One of the biggest stumbling blocks for migraineurs, particularly those who have had migraines for years, is medication overuse headaches (MOH).
MOH is the official classification for the common term “rebound headaches”. These are headaches (and even migraines) which occur because of the medication and drugs we’re taking. Typically it occurs when taking medication too often which causes a physical dependence on the drug. When the medication is stopped withdrawal symptoms are experienced and result in a headache or migraine.
MOH often goes unnoticed. Many doctors fail to ask about the frequency and type of medication you’re taking and if there not looking for it, it’s easily missed.
If you experience daily migraine attacks or headaches, there is a 30% to 50% chance you overuse acute medications.
Up to 80% of those who visit migraine headache specialty clinics either overuse acute medication or already have MOH.

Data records

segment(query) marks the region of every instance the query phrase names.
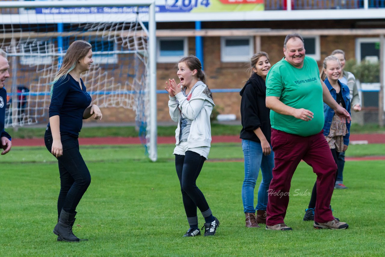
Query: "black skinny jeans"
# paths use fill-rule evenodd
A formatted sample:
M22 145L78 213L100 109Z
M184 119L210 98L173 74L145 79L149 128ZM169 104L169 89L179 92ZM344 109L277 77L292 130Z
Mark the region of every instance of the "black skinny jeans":
M184 210L187 217L190 218L197 216L197 207L201 212L209 209L204 196L196 184L206 159L191 151L186 151L185 155L175 155L175 168L181 184Z
M79 151L77 136L60 134L63 155L57 158L60 174L60 192L57 200L58 217L62 208L75 213L76 207L91 183L91 175ZM50 128L45 131L44 142L51 152L52 138Z

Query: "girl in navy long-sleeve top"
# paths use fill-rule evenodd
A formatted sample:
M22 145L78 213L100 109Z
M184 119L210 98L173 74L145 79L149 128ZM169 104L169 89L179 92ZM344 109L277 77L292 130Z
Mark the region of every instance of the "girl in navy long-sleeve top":
M91 96L80 77L93 62L91 45L79 40L72 43L54 81L51 90L49 123L44 136L45 146L57 159L60 175L57 201L58 222L54 229L58 241L81 240L72 231L76 207L91 182L90 172L79 151L78 137L83 119L102 113L91 103Z

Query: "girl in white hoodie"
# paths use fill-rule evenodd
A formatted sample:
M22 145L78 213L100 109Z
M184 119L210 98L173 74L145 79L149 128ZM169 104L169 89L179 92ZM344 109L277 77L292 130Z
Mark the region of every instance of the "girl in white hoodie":
M205 236L214 235L219 225L213 216L203 194L196 182L207 159L211 141L210 115L214 106L211 91L206 85L206 74L199 59L194 55L178 62L177 75L180 80L169 79L166 90L169 94L170 116L178 122L174 149L175 167L181 184L183 205L190 228L184 237L201 234L197 208L204 218Z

**USING THE INFORMATION**
A) According to the passage on medication overuse headaches, why does MOH often go unnoticed?
B) Do these statements agree with the passage on medication overuse headaches? Answer yes or no for each, and quote the words from the passage that decide it.
(i) MOH is the official name for what people commonly call rebound headaches.
(ii) Headaches caused by medication overuse never include migraines.
(iii) People with daily migraine attacks or headaches have a 60% chance of overusing acute medications.
C) Answer these questions from the passage on medication overuse headaches.
(i) Which migraineurs does the passage say are particularly affected by MOH as a stumbling block?
(ii) What typically causes a physical dependence on the drug?
(iii) What do many doctors fail to ask about?

**ANSWERS TO THE TASKS**
A) Many doctors fail to ask about the frequency and type of medication a patient is taking. If they aren't looking for MOH, it's easily missed.

B)
(i) Yes: "MOH is the official classification for the common term “rebound headaches”"
(ii) No: "These are headaches (and even migraines) which occur because of the medication and drugs we’re taking"
(iii) No: "there is a 30% to 50% chance you overuse acute medications"

C)
(i) Those who have had migraines for years.
(ii) Taking medication too often.
(iii) The frequency and type of medication you're taking.